» **TASK INSTRUCTIONS**
Below are some records. Set down exactly the line holding "Target: grassy hillside" and every later line through the end, omitting the pictures.

[Referring expression pointing data]
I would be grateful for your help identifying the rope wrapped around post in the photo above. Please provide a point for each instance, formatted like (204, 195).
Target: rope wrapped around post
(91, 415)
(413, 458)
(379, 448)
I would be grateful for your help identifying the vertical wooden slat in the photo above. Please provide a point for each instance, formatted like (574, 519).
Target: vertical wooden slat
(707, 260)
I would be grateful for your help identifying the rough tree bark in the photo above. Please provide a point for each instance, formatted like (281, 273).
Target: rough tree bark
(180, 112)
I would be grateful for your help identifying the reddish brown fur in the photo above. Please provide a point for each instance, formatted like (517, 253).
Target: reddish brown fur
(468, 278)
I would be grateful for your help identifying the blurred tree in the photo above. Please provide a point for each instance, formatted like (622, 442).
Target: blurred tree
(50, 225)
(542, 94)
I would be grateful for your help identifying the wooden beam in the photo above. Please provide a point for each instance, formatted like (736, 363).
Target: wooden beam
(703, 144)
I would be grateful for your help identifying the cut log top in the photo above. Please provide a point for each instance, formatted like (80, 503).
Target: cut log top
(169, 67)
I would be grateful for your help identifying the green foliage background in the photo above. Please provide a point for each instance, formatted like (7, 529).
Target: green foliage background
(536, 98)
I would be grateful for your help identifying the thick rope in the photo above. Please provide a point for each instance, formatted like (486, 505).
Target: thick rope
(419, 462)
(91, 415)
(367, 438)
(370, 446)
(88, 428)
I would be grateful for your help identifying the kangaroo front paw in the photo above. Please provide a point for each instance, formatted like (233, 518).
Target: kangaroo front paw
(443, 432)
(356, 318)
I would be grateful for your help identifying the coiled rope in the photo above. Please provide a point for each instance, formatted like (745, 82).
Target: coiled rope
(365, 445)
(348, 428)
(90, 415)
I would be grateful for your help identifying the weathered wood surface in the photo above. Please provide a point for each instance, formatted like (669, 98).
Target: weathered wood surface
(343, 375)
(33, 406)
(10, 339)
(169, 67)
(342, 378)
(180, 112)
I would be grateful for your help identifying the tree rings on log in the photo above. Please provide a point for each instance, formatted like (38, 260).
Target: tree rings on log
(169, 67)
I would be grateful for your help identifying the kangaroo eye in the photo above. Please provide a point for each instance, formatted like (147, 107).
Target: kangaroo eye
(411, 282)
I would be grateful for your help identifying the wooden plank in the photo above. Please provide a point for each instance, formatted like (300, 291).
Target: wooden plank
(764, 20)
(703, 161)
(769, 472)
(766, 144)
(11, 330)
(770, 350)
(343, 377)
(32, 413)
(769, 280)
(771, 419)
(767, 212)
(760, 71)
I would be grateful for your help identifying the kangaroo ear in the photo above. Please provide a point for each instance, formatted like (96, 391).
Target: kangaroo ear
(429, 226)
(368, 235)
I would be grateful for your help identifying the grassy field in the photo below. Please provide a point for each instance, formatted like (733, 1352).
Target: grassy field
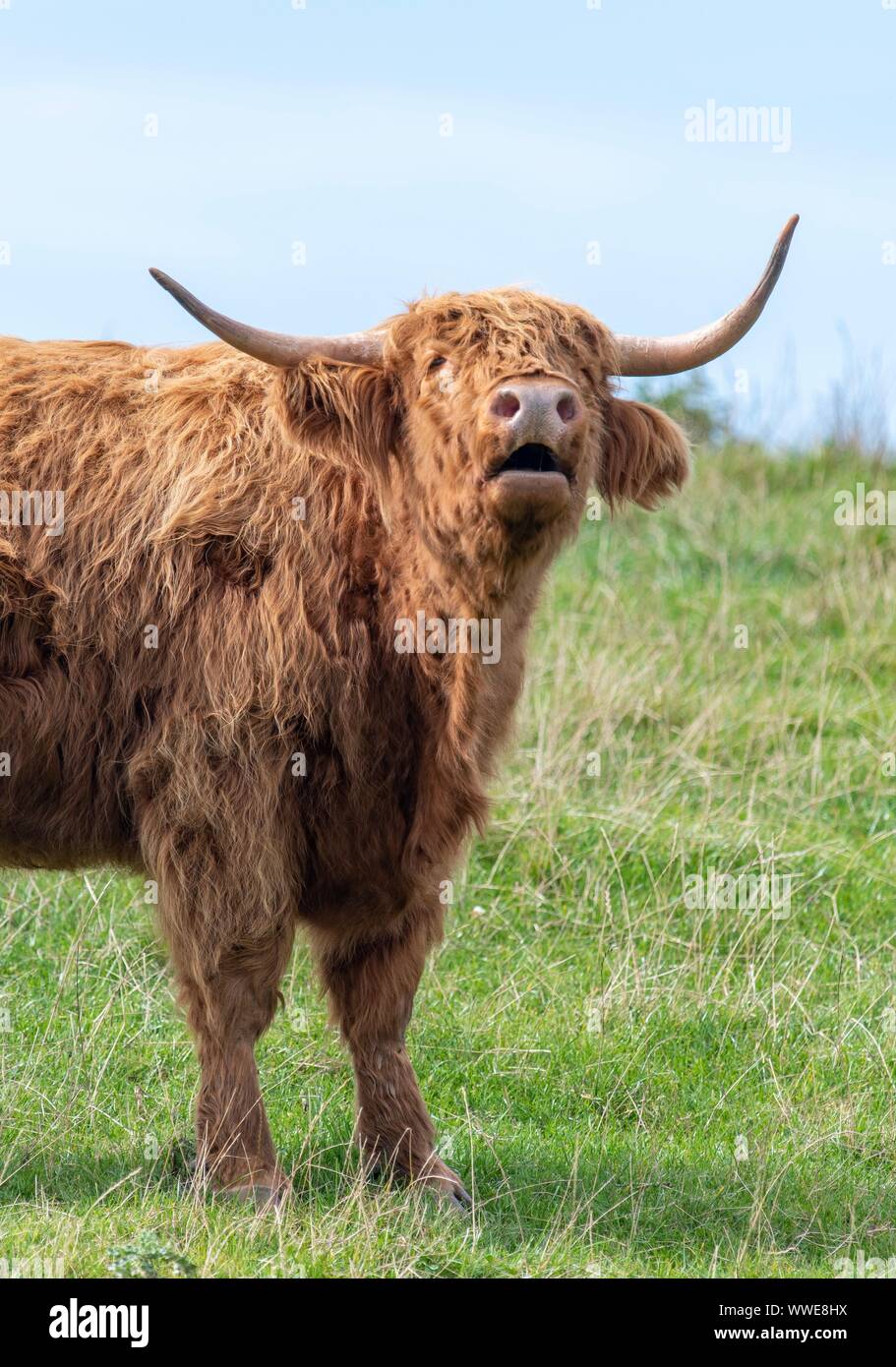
(632, 1084)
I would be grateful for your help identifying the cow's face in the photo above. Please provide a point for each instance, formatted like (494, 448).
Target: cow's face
(489, 416)
(494, 417)
(508, 423)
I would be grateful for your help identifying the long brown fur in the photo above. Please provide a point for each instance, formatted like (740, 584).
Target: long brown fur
(267, 756)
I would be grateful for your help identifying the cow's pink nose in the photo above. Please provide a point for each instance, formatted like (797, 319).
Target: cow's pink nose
(539, 410)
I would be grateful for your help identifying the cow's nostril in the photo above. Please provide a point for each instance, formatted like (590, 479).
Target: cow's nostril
(505, 403)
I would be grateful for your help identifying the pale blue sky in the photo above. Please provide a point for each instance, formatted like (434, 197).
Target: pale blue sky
(279, 125)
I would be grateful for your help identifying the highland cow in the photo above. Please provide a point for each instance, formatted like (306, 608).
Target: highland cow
(199, 663)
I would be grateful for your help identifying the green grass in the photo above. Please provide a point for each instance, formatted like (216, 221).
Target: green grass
(632, 1087)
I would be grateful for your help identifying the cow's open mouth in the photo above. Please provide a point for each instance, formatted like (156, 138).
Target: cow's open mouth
(531, 458)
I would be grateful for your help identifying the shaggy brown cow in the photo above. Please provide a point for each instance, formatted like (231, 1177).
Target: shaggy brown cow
(204, 672)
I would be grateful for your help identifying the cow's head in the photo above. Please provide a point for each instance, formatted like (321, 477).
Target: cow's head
(492, 416)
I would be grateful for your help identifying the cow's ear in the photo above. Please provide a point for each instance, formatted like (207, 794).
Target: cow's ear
(644, 454)
(346, 410)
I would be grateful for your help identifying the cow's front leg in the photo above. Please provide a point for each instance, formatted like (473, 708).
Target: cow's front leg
(371, 988)
(228, 1013)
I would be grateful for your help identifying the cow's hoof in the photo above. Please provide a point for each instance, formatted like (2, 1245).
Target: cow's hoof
(447, 1187)
(263, 1192)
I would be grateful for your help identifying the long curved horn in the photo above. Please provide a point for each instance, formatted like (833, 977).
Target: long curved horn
(671, 356)
(275, 347)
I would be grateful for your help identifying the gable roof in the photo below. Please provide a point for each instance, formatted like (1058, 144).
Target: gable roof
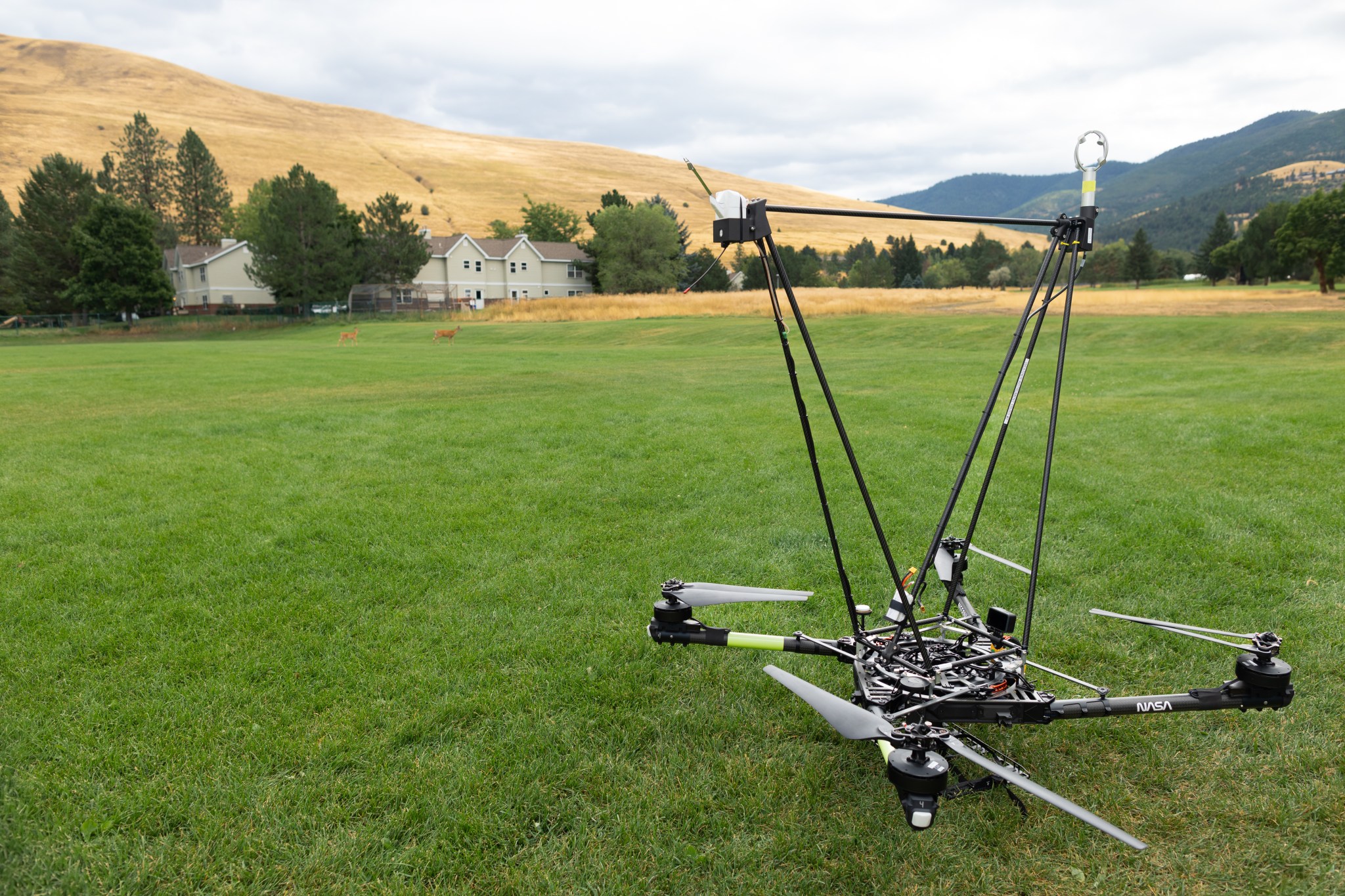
(191, 255)
(560, 251)
(500, 249)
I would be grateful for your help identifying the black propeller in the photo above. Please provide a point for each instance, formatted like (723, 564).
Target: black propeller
(704, 594)
(860, 725)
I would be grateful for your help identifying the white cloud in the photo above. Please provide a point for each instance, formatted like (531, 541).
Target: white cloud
(861, 100)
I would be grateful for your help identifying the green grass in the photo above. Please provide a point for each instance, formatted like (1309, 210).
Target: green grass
(284, 616)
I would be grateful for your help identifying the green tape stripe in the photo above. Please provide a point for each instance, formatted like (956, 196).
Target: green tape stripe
(757, 641)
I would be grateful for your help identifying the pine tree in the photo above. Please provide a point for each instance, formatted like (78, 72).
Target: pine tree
(201, 192)
(684, 233)
(1219, 234)
(143, 174)
(1139, 259)
(248, 217)
(907, 261)
(120, 267)
(393, 249)
(307, 244)
(57, 194)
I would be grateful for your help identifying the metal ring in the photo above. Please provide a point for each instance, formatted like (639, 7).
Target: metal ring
(1102, 141)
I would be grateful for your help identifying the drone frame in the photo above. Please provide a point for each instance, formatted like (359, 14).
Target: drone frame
(919, 680)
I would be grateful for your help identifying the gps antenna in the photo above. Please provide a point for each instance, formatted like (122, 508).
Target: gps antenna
(708, 191)
(1088, 205)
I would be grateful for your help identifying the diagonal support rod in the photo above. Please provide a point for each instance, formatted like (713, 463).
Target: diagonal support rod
(767, 246)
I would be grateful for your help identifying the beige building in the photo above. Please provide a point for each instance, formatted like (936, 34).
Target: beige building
(211, 278)
(462, 272)
(466, 269)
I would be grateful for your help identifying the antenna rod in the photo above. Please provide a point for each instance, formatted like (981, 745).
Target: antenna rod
(911, 215)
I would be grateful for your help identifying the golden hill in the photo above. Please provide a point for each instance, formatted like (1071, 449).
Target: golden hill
(76, 98)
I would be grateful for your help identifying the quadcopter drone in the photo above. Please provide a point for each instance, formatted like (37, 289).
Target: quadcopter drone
(919, 681)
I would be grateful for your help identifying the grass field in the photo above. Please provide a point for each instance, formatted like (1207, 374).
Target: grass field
(280, 616)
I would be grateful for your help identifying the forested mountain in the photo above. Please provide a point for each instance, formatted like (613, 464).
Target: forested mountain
(1173, 195)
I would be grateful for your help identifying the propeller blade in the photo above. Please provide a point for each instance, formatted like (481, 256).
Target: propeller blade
(848, 719)
(1042, 793)
(704, 594)
(1169, 625)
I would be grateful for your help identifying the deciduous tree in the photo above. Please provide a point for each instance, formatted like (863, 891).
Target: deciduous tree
(1314, 230)
(1139, 258)
(981, 257)
(636, 250)
(607, 200)
(707, 273)
(1025, 263)
(307, 246)
(393, 249)
(1258, 240)
(947, 274)
(120, 265)
(872, 272)
(802, 267)
(201, 192)
(57, 194)
(549, 222)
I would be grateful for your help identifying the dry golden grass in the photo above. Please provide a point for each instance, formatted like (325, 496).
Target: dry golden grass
(76, 98)
(1319, 165)
(1210, 300)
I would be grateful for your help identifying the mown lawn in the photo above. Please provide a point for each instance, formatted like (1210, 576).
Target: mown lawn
(283, 616)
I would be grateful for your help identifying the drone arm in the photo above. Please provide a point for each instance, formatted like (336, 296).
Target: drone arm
(1235, 695)
(688, 633)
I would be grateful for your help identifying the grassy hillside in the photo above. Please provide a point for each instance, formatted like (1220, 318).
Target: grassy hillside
(322, 620)
(1176, 195)
(74, 98)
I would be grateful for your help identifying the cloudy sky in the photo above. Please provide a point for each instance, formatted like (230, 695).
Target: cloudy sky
(864, 100)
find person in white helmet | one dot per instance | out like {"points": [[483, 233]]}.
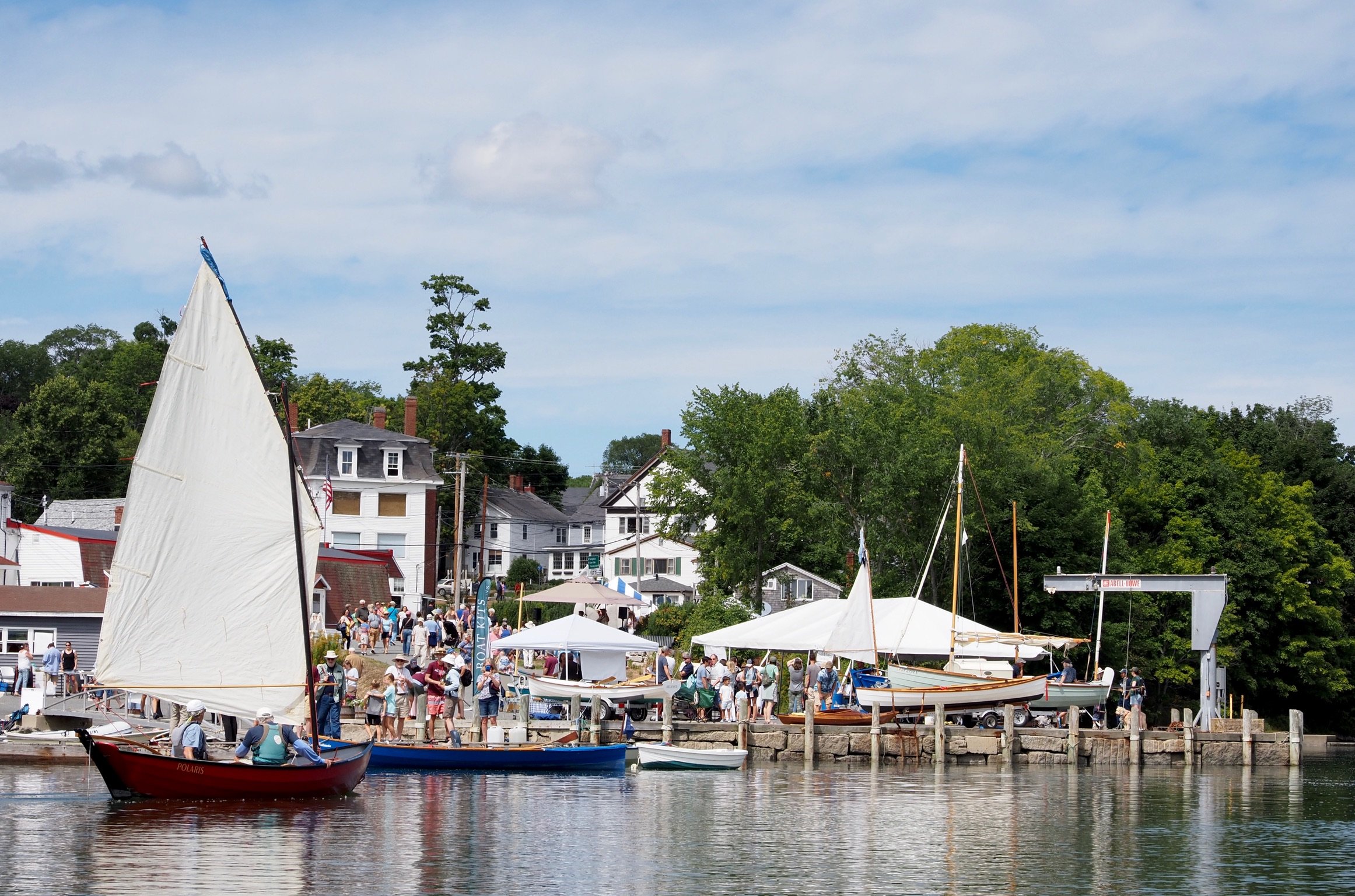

» **SOLUTION TO THE EXERCISE**
Target: grassy hillside
(322, 620)
(1176, 195)
(74, 98)
I would be grateful for your help identifying the cloudy sky in the photo above. Please provide a point for each instance, formatted like (230, 695).
Target: cloudy sky
(864, 100)
find person in white helmet | one dot per instance | out like {"points": [[483, 233]]}.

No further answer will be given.